Covers is a compilation album by The Smithereens, released in May 2018 by Sunset Blvd Records. It was originally released as a digital download on iTunes in May 2014. The album features 22 cover songs recorded by the band between 1980 and 2008. Most of the songs have previously been released as b-sides or on tribute albums and soundtracks.

Background 

Covers features songs that are collected from different sessions throughout the band's career. Guitarist Jim Babjak: “Whenever we had extra time in the studio we’d knock off covers for fun."

Critical reception 

Jeff Elbel of the Illinois Entertainer rated the album 7 stars out of 10, stating: "If these songs represent the Smithereens' schoolbooks, Covers is the thesis supporting the band's tenured status as professors and proclaimers of perfect power pop."

Track listing 

Notes
"The Game of Love", "Yer Blues", "Rosie Won't You Please Come Home" and "The Stroll" were recorded in 1993-1994 during sessions for A Date with The Smithereens. They were previously released on The Mega-Box Set, an unofficial 21-CD box set released in 2005 through Pat DiNizio's website in a  limited edition of 500 copies. "The Stroll" was originally featured in Reform School Girl, an episode in the 1994 Showtime television series Rebel Highway.

• INSTRUCTIONS:
- A) According to the album article, how many cover songs does Covers feature?
- B) Reproduce the album article's passage between "Covers is a" and "albums and soundtracks.", inclusive, substituting "Apple Music" for "iTunes".
The listing below has no connection to the album article.

• DATA SECTION:
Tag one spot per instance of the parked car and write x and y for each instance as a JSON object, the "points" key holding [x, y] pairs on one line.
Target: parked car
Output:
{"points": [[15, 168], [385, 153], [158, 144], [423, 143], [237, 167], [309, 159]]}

• ANSWERS IN ORDER:
- A) 22 cover songs

- B)
Covers is a compilation album by The Smithereens, released in May 2018 by Sunset Blvd Records. It was originally released as a digital download on Apple Music in May 2014. The album features 22 cover songs recorded by the band between 1980 and 2008. Most of the songs have previously been released as b-sides or on tribute albums and soundtracks.